## Tasks and exercises
A - Extract the stretch of the Kazimierz Urbanik biography from "Died: 29 May" through "city of Wroclaw.", copying it word for word.
B - Answer these questions using the biography of Kazimierz Urbanik:
(i) In what city and country did Urbanik die?
(ii) How many scientific papers did he publish?
(iii) Of what international journal was he the founding editor?
C - Proceed with the biography of Kazimierz Urbanik, writing on from its final sentence.

====== Passage provided

Kazimierz Urbanik


Born:5 February 1930 in Krzemieniec(now Western Ukraine)
Died: 29 May 2005 in Wrocław, Poland


Kazimierz Urbanik, Professor Emeritus of Mathematics at Wroclaw University, whose research, teaching and administrative work was decisive in creation of a major school in probability theory in Poland, died Sunday, May 29, 2005, of cancer. He was 75. Born in Krzemieniec in Eastern Poland, following the end of World War II he moved with his family to the western territory of Lower Silesia, where he lived for the next sixty years, almost all of it in the capital city of Wroclaw.

Urbanik, a two-term Rector of Wroclaw University and an Ordinary Member of the Polish Academy of Sciences, led the Institute of Mathematics in Wroclaw for several decades and was the founding editor of the international journal Probability and Mathematical Statistics. His over 180 published scientific papers developed several novel approaches to problems of the theory of stochastic processes, mathematical physics, and information theory. Today they are well known in the global mathematics research community. His favored tools were functional and analytic but he did not shrink from tackling difficult unsolved problems in universal algebra either.

============
====== Exercise data

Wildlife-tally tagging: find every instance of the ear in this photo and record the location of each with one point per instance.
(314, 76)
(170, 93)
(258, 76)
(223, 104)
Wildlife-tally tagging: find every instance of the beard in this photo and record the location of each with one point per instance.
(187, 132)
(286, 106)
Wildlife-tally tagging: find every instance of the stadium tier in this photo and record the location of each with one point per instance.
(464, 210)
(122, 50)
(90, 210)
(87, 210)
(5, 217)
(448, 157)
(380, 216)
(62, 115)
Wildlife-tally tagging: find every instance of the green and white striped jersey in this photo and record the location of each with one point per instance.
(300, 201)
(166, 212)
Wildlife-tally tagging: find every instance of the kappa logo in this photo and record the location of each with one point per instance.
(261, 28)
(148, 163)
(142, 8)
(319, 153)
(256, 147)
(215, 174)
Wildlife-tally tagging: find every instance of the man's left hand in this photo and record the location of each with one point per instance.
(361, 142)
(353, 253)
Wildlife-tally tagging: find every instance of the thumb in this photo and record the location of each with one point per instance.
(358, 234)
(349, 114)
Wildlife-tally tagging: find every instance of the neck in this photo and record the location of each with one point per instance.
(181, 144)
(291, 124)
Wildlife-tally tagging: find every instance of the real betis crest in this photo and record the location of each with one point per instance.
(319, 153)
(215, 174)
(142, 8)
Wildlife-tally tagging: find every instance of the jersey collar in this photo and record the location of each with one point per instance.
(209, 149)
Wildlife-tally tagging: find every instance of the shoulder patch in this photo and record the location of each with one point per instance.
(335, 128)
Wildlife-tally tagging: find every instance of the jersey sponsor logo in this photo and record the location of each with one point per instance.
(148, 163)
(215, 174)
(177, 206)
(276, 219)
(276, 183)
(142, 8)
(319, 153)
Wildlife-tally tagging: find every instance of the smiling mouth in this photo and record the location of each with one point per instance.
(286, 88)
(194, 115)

============

## Your responses
A -
Died: 29 May 2005 in Wrocław, Poland


Kazimierz Urbanik, Professor Emeritus of Mathematics at Wroclaw University, whose research, teaching and administrative work was decisive in creation of a major school in probability theory in Poland, died Sunday, May 29, 2005, of cancer. He was 75. Born in Krzemieniec in Eastern Poland, following the end of World War II he moved with his family to the western territory of Lower Silesia, where he lived for the next sixty years, almost all of it in the capital city of Wroclaw.

B -
(i) Wrocław, Poland
(ii) Over 180
(iii) Probability and Mathematical Statistics

C -
As an educator Urbanik was the principal advisor of almost twenty doctoral students who continued work on his ideas at academic institutions of five continents. His fairness, generosity and devotion to them was legendary and they reciprocated in kind.

He is survived by his wife Stefania, son Witold, and daughter Jadwiga, all of them of Wroclaw, Poland.